Warren Buffett isn't intentionally trying to time the market

Warren Buffett has long cautioned investors against market timing. Even the best portfolio managers in the world have a difficult time keeping up with the returns generated through passive investing. Over time, U.S. stock markets tend to go up. So if you're taking your money in and out of the market constantly, you're decreasing the amount of time that your money is invested. And because the stock market tends to go up more than it goes down, less time invested stacks the odds against you.

For this reason, Buffett has avoided market timing. But that doesn't mean that his portfolio is always 100% invested. Last quarter, Berkshire Hathaway reported a record cash pile of $382 billion -- roughly one-third of Berkshire's entire market cap! This isn't a new phenomenon, either. Berkshire's cash position has been increasing for many quarters, hitting new records along the way.

Buffett's rising cash position isn't the only cause for concern. The company also announced zero share buybacks this quarter, even though it has repurchased tens of billions of dollars of its own stock in recent years. And Berkshire recently reported major selling in two of its top three positions: Apple and Bank of America.

Collected material:
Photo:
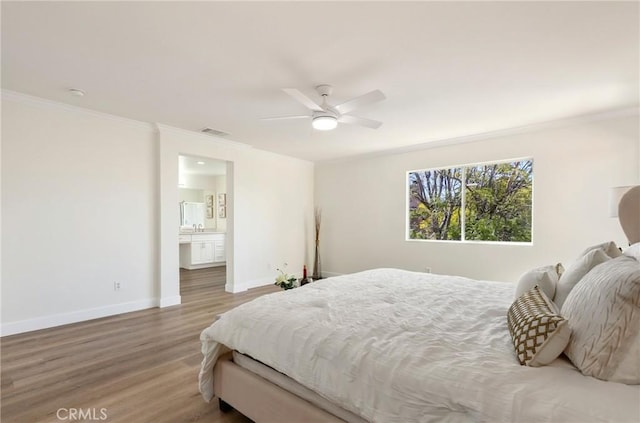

The exercise: In the text on Warren Buffett, how large was the cash pile Berkshire Hathaway reported last quarter? Rely solely on the text on Warren Buffett and not on the data.

Answer below: $382 billion, roughly one-third of Berkshire's entire market cap.